BEGIN

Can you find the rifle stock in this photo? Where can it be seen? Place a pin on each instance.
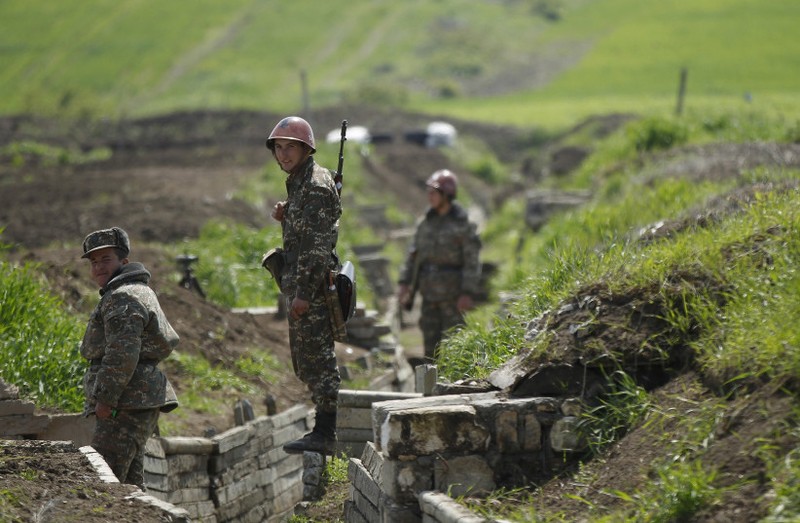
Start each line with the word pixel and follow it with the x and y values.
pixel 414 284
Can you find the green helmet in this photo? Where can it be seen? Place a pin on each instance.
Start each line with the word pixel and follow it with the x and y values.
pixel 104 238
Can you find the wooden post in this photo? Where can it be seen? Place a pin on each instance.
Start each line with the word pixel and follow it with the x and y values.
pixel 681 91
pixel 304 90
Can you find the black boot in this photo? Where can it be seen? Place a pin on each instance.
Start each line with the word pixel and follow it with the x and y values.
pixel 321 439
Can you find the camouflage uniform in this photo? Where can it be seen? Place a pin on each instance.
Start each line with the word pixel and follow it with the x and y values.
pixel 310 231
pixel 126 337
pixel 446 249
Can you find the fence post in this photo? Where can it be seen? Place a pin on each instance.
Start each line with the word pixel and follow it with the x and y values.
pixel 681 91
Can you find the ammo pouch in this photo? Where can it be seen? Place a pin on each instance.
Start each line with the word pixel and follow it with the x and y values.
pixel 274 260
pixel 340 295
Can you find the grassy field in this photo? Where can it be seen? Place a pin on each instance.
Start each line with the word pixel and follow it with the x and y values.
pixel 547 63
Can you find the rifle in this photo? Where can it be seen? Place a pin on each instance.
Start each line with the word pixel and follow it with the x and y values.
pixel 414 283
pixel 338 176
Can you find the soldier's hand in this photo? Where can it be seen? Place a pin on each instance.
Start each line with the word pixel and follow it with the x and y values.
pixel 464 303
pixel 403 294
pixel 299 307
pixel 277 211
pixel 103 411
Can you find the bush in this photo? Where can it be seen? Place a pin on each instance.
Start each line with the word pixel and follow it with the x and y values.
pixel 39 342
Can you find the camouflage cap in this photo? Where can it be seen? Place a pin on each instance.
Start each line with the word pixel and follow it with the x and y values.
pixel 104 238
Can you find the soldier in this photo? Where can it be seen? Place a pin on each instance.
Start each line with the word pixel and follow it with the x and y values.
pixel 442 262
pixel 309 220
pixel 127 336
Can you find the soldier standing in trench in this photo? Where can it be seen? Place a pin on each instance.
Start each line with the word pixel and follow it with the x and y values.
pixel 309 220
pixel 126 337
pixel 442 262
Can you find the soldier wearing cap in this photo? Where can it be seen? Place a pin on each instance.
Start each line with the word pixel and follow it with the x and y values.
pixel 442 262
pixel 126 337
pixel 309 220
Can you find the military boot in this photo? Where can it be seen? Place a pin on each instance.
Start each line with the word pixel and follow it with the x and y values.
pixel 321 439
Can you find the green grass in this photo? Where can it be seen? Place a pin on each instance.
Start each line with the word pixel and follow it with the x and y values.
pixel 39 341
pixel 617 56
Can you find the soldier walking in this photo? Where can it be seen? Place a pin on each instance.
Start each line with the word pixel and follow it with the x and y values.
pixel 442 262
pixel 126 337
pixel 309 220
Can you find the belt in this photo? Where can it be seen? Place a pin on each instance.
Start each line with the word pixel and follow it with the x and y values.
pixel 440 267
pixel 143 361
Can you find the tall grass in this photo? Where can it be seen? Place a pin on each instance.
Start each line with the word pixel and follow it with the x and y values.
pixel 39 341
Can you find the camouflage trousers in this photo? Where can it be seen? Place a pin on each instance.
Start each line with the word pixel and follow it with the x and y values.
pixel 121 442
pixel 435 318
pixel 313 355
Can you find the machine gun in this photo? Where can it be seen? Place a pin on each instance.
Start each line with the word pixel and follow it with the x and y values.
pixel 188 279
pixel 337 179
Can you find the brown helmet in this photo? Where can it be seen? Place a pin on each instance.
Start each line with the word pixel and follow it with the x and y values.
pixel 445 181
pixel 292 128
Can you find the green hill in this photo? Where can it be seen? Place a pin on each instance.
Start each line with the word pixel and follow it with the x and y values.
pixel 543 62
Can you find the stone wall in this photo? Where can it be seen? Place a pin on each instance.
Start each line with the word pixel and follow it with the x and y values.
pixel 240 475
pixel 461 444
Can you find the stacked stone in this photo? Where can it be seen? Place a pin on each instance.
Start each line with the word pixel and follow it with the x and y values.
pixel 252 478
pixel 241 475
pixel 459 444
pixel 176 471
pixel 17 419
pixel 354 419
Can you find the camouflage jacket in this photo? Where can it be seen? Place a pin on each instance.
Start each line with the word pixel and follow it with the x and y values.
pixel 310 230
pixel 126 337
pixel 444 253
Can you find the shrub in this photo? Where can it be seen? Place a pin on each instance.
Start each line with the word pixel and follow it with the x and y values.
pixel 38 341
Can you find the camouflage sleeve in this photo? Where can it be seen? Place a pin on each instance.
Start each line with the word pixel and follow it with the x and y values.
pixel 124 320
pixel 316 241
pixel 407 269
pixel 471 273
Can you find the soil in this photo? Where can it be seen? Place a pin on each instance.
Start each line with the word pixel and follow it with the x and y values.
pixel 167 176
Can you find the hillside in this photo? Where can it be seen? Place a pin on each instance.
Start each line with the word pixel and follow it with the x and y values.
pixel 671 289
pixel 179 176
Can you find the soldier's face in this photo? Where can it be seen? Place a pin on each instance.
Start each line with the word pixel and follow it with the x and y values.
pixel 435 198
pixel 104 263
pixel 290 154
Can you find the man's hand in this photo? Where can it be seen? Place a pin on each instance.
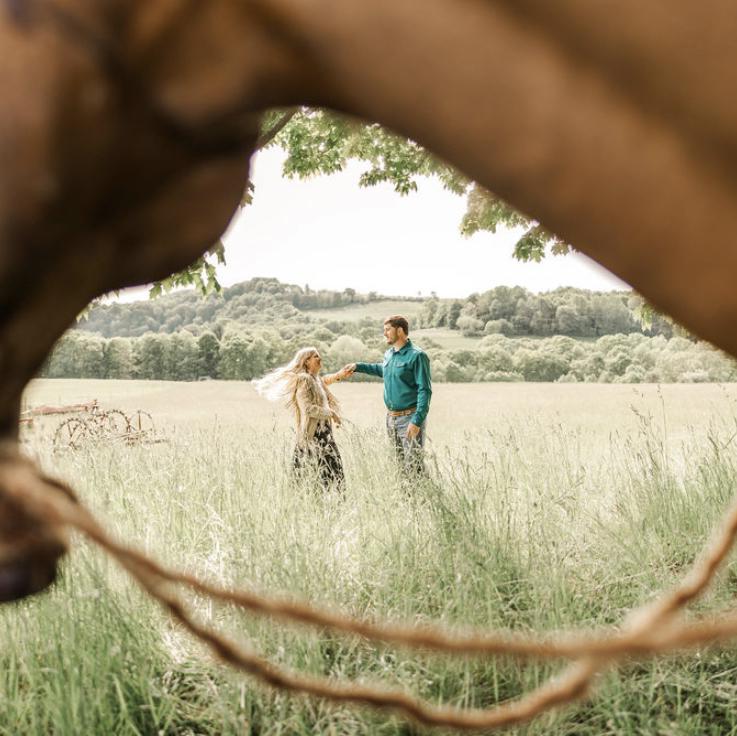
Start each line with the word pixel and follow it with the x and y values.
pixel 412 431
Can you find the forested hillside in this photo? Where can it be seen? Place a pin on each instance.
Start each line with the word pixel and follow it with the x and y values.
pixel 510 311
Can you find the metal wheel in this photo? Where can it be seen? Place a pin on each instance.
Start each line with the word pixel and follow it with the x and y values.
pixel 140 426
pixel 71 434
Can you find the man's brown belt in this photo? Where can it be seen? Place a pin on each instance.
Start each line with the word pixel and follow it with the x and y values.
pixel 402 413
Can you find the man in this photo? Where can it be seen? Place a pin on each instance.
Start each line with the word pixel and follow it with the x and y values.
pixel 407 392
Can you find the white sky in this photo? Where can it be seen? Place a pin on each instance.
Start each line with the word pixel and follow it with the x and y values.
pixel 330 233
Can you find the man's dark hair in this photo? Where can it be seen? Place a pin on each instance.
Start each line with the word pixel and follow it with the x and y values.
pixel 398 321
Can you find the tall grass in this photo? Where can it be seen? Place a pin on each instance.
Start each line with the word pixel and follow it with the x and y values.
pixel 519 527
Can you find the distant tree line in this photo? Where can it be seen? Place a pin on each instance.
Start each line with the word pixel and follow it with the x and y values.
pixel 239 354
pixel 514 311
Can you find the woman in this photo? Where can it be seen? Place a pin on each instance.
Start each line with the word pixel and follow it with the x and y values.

END

__WHAT NEEDS TO BE DONE__. Go through the listing above and quote it exactly, apart from its images.

__EXERCISE RESULT__.
Can you find the rifle stock in this photo? Where can it be seen? Place a pin on each instance.
Start each line with the word pixel and follow it with the x and y values.
pixel 414 284
Can you find the green helmet in this photo? Where can it be seen? Place a pin on each instance.
Start each line with the word pixel and follow it with the x and y values.
pixel 104 238
Can you find the wooden post in this photo? Where can it be seen? Place a pin on each instance.
Start each line with the word pixel and follow it with the x and y values.
pixel 681 91
pixel 304 90
Can you find the black boot in this photo? Where can it be seen? Place a pin on each instance.
Start each line with the word pixel and follow it with the x and y values.
pixel 321 439
Can you find the camouflage uniform in this photo? Where can it be seen? Place a pin on each instance.
Start each line with the word pixel and follow it with the x and y values.
pixel 310 231
pixel 126 337
pixel 446 249
Can you find the fence post in this photo? Where can it be seen? Place a pin on each instance.
Start each line with the word pixel and follow it with the x and y values.
pixel 681 91
Can you find the ammo pouch in this photo? Where can it be seen? Place a pin on each instance.
Start each line with the word pixel and follow it with the x and y values.
pixel 274 260
pixel 340 295
Can you find the grassy field in this photo? Where can it be seen? Place a pin on each instance.
Start each line with the word pixel and follow it with the x and y values.
pixel 547 63
Can you find the rifle in this photo? Where can it be seen? Place a pin on each instance.
Start each line with the word pixel and follow it with the x and y values.
pixel 414 283
pixel 338 176
Can you find the soldier's hand in this photo? Where can it be seen? Place a pin on each instance.
Start each line with the word pixel and follow it with the x and y values.
pixel 464 303
pixel 403 294
pixel 299 307
pixel 277 211
pixel 103 411
Can you find the bush in this photo? Where can it be seen? Place a pin on each instance.
Start each line with the word pixel and follow it with the x and y values.
pixel 39 342
Can you find the camouflage cap in this photo? Where can it be seen? Place a pin on each instance.
Start each line with the word pixel and follow it with the x and y values.
pixel 104 238
Can you find the soldier in this photo? Where can it be seen? Place a pin on each instance.
Start each line with the word pixel and follow it with the x and y values.
pixel 442 262
pixel 309 220
pixel 127 336
Can you find the soldier standing in trench in this photo? Where can it be seen? Place a pin on each instance.
Start each line with the word pixel and follow it with the x and y values.
pixel 309 220
pixel 126 337
pixel 442 262
Can you find the soldier wearing cap in this photo? Where can it be seen? Place a pin on each instance.
Start each line with the word pixel and follow it with the x and y values.
pixel 442 262
pixel 126 337
pixel 309 220
Can you find the military boot in this photo? Where can it be seen? Place a pin on each instance.
Start each line with the word pixel and follow it with the x and y values.
pixel 321 439
Can you find the green grass in this photo? Where can it be seen? Place a pin on each instance.
Start each line with the word pixel and follow it with the x and y values.
pixel 39 341
pixel 617 56
Can you find the soldier walking in this photo? Where can it be seen? Place a pin on each instance.
Start each line with the word pixel and follow it with the x and y values.
pixel 442 262
pixel 126 337
pixel 309 220
Can you find the belt in this photo? Where can it be seen? Place a pin on each instance.
Start each line with the word pixel and follow it with the x and y values.
pixel 440 267
pixel 143 361
Can you find the tall grass in this photo? Where can it be seen? Place a pin on each instance.
Start each line with the word pixel and follow it with the x and y values.
pixel 39 341
Can you find the camouflage trousers in this photo? Where can it be seen? Place a pin on each instance.
Start each line with the word pixel and follow it with the x and y values.
pixel 121 442
pixel 435 318
pixel 313 355
Can you find the machine gun in this photo? Where can it be seen? Place a pin on each instance.
Start each line with the word pixel and follow it with the x and y values.
pixel 188 279
pixel 337 179
Can you find the brown helmet in this photo? Where can it be seen? Place a pin on each instance.
Start each line with the word pixel and follow it with the x and y values.
pixel 445 181
pixel 292 128
Can you find the green hill in this photo? Where can it be seen? Place a pin on each instance.
Start each line with the word pixel and follow it with the x and y values.
pixel 543 62
Can you find the stone wall in this photo? Where can it be seen? Place a pin on each instance.
Start each line with the word pixel and follow it with the x and y values.
pixel 240 475
pixel 461 444
Can you find the stacked stone in this photo? Where can it be seen? Place a pin on each instance.
Start each line with the word pixel and follow it with the x and y values.
pixel 252 478
pixel 241 475
pixel 459 444
pixel 176 471
pixel 17 419
pixel 354 419
Can you find the camouflage jacket in this photo? Where can it be seen? Place a pin on each instance.
Start each line with the word pixel and follow it with the x and y values.
pixel 310 230
pixel 126 337
pixel 444 253
Can you find the shrub in this photo? Where can it be seen? Place a pin on each instance.
Start each line with the word pixel and follow it with the x and y values.
pixel 38 341
Can you find the camouflage sleeve in this photo? Where can it be seen? Place a pin on each instance.
Start each line with the word pixel and follow it with the x and y values.
pixel 124 320
pixel 316 241
pixel 407 269
pixel 471 273
Can you find the soil in this photo? Where can it be seen? Place a pin on each instance.
Start each line with the word pixel and follow it with the x and y values.
pixel 167 176
Can you find the hillside in this photo? Where can it be seen? Place a pin on each instance.
Start each line with the word pixel and follow it with the x and y values.
pixel 671 289
pixel 179 176
Can you find the soldier's face in this photo? Where can it be seen? Place a pin on each instance.
Start each line with the word pixel and follow it with the x and y values.
pixel 435 198
pixel 104 263
pixel 290 154
Can you find the man's hand in this photo? Where can it be seen? Place a pin on each instance.
Start each line with the word pixel and follow it with the x and y values.
pixel 412 431
Can you find the forested hillside in this photo? Where can it be seen? Place a pin on each instance.
Start each line with the word pixel and follow it with the x and y values.
pixel 510 311
Can you find the metal wheel in this photo? Where can it be seen? Place a pin on each instance.
Start each line with the word pixel and follow it with the x and y values.
pixel 140 426
pixel 71 434
Can you find the man's brown belt in this photo? Where can it be seen? Place a pin on each instance.
Start each line with the word pixel and follow it with the x and y values.
pixel 402 413
Can you find the man in this photo? Where can it be seen? Place a pin on each instance.
Start each line with the word pixel and follow it with the x and y values.
pixel 407 392
Can you find the white sky in this photo? Where can it be seen? Place a pin on each instance.
Start each line with the word pixel and follow it with the x and y values.
pixel 330 233
Can you find the man's dark hair in this photo? Where can it be seen? Place a pin on each instance.
Start each line with the word pixel and follow it with the x and y values.
pixel 398 321
Can you find the tall grass in this photo? Where can it be seen? Place a pin on each instance.
Start each line with the word pixel and follow it with the x and y values.
pixel 519 527
Can you find the distant tree line in this photo? Where can it be seen? Place a pin on each instance.
Start each line with the word pixel and follow it with the x and y values.
pixel 239 354
pixel 514 311
Can you find the woman in this photo? Where can it be seen? Place a pin on each instance.
Start each line with the word pixel and follow it with the x and y values.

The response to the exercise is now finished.